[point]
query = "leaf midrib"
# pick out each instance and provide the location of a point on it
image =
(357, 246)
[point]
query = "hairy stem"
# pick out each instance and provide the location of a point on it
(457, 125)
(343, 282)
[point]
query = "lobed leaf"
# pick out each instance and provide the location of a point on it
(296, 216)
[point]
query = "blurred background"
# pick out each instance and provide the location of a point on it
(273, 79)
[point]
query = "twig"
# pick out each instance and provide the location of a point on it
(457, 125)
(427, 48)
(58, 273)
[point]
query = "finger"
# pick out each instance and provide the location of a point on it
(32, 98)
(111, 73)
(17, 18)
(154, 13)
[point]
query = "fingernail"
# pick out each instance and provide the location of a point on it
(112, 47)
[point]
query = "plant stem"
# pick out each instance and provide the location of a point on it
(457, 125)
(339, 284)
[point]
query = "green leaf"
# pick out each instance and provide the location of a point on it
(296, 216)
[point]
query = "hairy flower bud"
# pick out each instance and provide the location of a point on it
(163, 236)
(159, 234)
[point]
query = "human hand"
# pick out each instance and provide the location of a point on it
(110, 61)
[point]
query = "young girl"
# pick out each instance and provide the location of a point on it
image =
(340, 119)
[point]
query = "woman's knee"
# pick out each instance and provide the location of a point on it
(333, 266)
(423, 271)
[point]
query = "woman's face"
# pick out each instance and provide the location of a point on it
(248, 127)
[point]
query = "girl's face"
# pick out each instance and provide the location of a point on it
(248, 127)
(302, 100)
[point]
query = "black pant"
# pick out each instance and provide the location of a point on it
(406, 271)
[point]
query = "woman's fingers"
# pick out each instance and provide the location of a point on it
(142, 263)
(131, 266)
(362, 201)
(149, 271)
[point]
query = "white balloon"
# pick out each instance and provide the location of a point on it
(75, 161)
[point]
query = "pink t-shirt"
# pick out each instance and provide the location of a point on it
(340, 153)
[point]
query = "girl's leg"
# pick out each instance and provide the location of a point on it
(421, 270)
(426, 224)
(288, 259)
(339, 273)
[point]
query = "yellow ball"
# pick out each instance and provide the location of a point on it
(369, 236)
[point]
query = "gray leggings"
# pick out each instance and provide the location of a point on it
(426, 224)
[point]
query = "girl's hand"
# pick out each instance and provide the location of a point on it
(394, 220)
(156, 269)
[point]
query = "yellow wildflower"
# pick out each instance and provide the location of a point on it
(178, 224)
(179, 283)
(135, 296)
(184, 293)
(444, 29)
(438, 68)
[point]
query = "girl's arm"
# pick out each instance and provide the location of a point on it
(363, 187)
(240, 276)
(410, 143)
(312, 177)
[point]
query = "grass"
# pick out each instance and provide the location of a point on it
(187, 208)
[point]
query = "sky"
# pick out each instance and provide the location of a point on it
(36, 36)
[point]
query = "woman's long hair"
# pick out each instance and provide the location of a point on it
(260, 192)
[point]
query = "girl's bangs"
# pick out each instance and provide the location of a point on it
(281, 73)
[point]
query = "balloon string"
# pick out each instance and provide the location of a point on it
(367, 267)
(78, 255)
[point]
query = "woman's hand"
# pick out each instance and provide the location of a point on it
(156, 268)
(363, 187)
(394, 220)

> **PROBLEM STATEMENT**: Restate every record exactly, leaving nothing out.

> **RESPONSE**:
[point]
query = "leaf midrib"
# pick out each instance and provide the location of a point on it
image =
(357, 246)
[point]
query = "hairy stem"
# pick out each instance and provide the location of a point on it
(457, 125)
(343, 282)
[point]
query = "lobed leaf"
# pick out each instance and provide the location of a point on it
(296, 216)
[point]
query = "blurred background"
# pick out each instance and provide the location of a point on it
(273, 79)
[point]
query = "twig"
# pick out each instance and provide the location of a point on it
(457, 125)
(427, 48)
(58, 273)
[point]
query = "finger"
# pick out each instance and provide the location of a point on it
(32, 98)
(111, 73)
(17, 18)
(154, 13)
[point]
query = "fingernail"
# pick out each instance and provide the location of a point on it
(112, 47)
[point]
query = "plant stem"
# pick out each instance and provide the location of a point on it
(457, 125)
(339, 284)
[point]
query = "green leaf"
# pick out each instance and provide the location of a point on it
(296, 216)
[point]
query = "hairy flower bud"
# pick out each instance and provide the location of a point on it
(163, 236)
(159, 234)
[point]
query = "human hand"
# pick out each instance and provide the location of a point on it
(110, 61)
[point]
query = "young girl"
# pick out each instance and provide the location of a point on it
image =
(340, 119)
[point]
query = "woman's knee"
# pick out each instance and provide the location of a point on it
(333, 266)
(423, 271)
[point]
query = "woman's face"
# pick out each instance and provide the location of a point on it
(248, 127)
[point]
query = "girl's face"
# pick out each instance and provide the location of a point on it
(248, 127)
(302, 100)
[point]
query = "black pant"
# pick out each instance and provide the location of a point on it
(406, 271)
[point]
query = "woman's fingers"
# pick out each instance and provide the location of a point on it
(142, 263)
(131, 266)
(362, 201)
(149, 271)
[point]
query = "white balloon"
# pick out each instance and provide the location of a point on it
(75, 161)
[point]
query = "pink t-shirt"
# pick out each instance and provide the location of a point on it
(340, 153)
[point]
query = "girl's leg"
# pick out each instance and provide the location of a point on it
(421, 270)
(426, 224)
(288, 259)
(339, 273)
[point]
query = "yellow ball"
# pick out each instance and provide the location of a point on it
(369, 236)
[point]
query = "gray leggings"
# pick out each instance and provide the location of a point on it
(426, 224)
[point]
query = "girl's hand"
# pick out each instance and provide the location of a point on it
(394, 220)
(156, 269)
[point]
query = "yellow wildflower"
# pick out each instance and provide the location of a point on it
(178, 224)
(179, 283)
(135, 296)
(184, 293)
(444, 29)
(438, 68)
[point]
query = "girl's arm"
# pick out each instance and provide the location of a point on it
(363, 187)
(240, 276)
(410, 143)
(312, 177)
[point]
query = "grass"
# pick out each instance and provide the location of a point on it
(187, 208)
[point]
query = "sky"
# pick out each instance and provide the location of a point on it
(36, 36)
[point]
query = "woman's long hair"
# pick out each instance and provide the location of a point on it
(260, 192)
[point]
query = "girl's bangs"
# pick out each instance and provide the location of a point on it
(281, 73)
[point]
query = "balloon string"
# pick out each instance and provide the location of a point on it
(367, 267)
(78, 255)
[point]
query = "woman's hand"
# pick out each instance and provide the location of a point on it
(156, 268)
(363, 187)
(394, 220)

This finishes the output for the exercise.